Task description - Reproduce all entries precisely, down to the last character.

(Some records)
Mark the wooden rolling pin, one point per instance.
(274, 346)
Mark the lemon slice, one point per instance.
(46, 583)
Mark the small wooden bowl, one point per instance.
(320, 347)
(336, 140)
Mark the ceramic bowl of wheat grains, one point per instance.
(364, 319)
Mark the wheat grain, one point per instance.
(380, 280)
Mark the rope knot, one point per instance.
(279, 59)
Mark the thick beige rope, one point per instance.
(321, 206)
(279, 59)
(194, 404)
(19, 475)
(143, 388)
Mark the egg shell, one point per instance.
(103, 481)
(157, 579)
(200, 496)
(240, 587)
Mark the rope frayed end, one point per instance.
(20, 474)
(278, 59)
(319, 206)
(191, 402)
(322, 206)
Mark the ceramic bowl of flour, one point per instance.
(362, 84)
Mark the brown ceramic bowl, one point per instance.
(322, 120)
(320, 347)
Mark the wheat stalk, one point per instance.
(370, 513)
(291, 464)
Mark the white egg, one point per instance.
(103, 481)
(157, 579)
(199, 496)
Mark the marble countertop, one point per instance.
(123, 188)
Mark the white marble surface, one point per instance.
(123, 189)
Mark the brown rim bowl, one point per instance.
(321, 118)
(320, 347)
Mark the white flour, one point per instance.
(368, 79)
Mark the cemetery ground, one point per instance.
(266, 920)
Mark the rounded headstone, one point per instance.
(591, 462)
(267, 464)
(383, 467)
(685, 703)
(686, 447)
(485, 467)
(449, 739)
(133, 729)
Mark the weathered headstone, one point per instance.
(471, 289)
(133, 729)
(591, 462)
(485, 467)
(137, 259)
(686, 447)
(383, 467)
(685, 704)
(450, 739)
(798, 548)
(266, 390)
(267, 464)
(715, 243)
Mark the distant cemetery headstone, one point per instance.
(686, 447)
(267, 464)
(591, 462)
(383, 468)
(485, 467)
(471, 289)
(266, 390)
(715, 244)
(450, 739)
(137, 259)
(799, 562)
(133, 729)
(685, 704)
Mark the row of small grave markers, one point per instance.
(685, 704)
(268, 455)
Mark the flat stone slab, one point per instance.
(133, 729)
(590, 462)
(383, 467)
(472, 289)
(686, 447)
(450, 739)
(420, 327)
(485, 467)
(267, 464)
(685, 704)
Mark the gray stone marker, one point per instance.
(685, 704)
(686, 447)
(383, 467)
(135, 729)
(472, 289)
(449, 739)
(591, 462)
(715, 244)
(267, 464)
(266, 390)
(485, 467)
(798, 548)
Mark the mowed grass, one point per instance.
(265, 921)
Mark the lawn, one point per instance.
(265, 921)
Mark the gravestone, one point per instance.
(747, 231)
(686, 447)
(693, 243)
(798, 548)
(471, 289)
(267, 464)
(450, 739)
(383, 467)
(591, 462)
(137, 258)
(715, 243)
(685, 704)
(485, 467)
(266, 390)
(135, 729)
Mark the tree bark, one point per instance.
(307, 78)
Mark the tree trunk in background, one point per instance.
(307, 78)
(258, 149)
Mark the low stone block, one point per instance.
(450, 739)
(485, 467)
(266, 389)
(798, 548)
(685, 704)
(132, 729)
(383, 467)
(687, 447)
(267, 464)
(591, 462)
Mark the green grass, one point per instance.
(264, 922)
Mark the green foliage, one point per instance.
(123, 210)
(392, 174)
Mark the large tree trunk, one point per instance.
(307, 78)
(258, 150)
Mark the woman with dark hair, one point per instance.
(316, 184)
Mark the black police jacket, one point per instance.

Task result -
Mark the wooden rolling pin, one point per instance.
(274, 346)
Mark the lemon slice, one point per instance.
(46, 583)
Mark the small wooden bowl, one point per instance.
(320, 347)
(336, 140)
Mark the ceramic bowl of wheat grains, one point per instance.
(364, 319)
Mark the wheat grain, one point per instance.
(380, 280)
Mark the rope knot, one point per instance.
(279, 59)
Mark the thick beige rope, one point per instance.
(321, 206)
(279, 59)
(194, 404)
(19, 475)
(143, 388)
Mark the egg shell, one point per instance.
(103, 481)
(157, 579)
(200, 496)
(240, 587)
Mark the rope frayed end, one point per instance.
(20, 474)
(278, 59)
(319, 206)
(191, 402)
(322, 206)
Mark the ceramic bowl of flour, one point per instance.
(362, 84)
Mark the brown ceramic bowl, one point per instance.
(322, 120)
(320, 347)
Mark the wheat stalk, one point per instance.
(370, 513)
(291, 464)
Mark the white egg, one point per instance.
(103, 481)
(157, 579)
(199, 496)
Mark the marble countertop, one point per instance.
(123, 188)
Mark the white marble surface, one point per instance.
(123, 189)
Mark the brown rim bowl, one point per instance.
(321, 118)
(320, 347)
Mark the white flour, one point per instance.
(368, 79)
Mark the cemetery ground, one point per instance.
(266, 920)
Mark the rounded headstone, one point per instance.
(591, 462)
(267, 464)
(383, 467)
(685, 703)
(686, 447)
(485, 467)
(449, 739)
(133, 729)
Mark the weathered headstone, one point per instance.
(471, 289)
(133, 729)
(591, 462)
(485, 467)
(137, 259)
(686, 447)
(383, 467)
(685, 704)
(450, 739)
(798, 548)
(266, 390)
(267, 464)
(715, 243)
Mark the distant cemetery headstone, one point per instance.
(686, 447)
(267, 464)
(591, 462)
(383, 468)
(485, 467)
(471, 289)
(266, 390)
(715, 244)
(450, 739)
(137, 259)
(799, 562)
(133, 729)
(685, 704)
Mark the row of small grave markers, one point per instance.
(685, 704)
(268, 455)
Mark the flat stone slab, one point per instance.
(133, 729)
(590, 462)
(383, 467)
(472, 289)
(686, 447)
(450, 739)
(420, 327)
(485, 467)
(267, 464)
(685, 704)
Mark the gray stone marker, one point per instance.
(685, 704)
(686, 447)
(383, 467)
(135, 729)
(472, 289)
(449, 739)
(591, 462)
(715, 244)
(267, 464)
(266, 390)
(485, 467)
(798, 548)
Mark the mowed grass, one point per instance.
(265, 921)
Mark the lawn, one point per instance.
(265, 921)
Mark the gravestone, one point per instance.
(747, 231)
(686, 447)
(693, 243)
(798, 548)
(471, 289)
(267, 464)
(450, 739)
(383, 467)
(591, 462)
(137, 258)
(715, 243)
(685, 704)
(485, 467)
(266, 390)
(135, 729)
Mark the tree bark, one point per instance.
(307, 78)
Mark the tree trunk in background, one point per instance.
(307, 78)
(258, 149)
Mark the low stone block, one point per instance.
(450, 739)
(485, 467)
(266, 389)
(798, 548)
(685, 704)
(132, 729)
(383, 467)
(687, 447)
(267, 464)
(591, 462)
Mark the green grass, one point per instance.
(264, 922)
Mark the green foliage, one point per instance.
(123, 210)
(392, 174)
Mark the large tree trunk, one point per instance.
(307, 78)
(258, 150)
Mark the woman with dark hair, one point per instance.
(316, 184)
Mark the black police jacket, one point per instance.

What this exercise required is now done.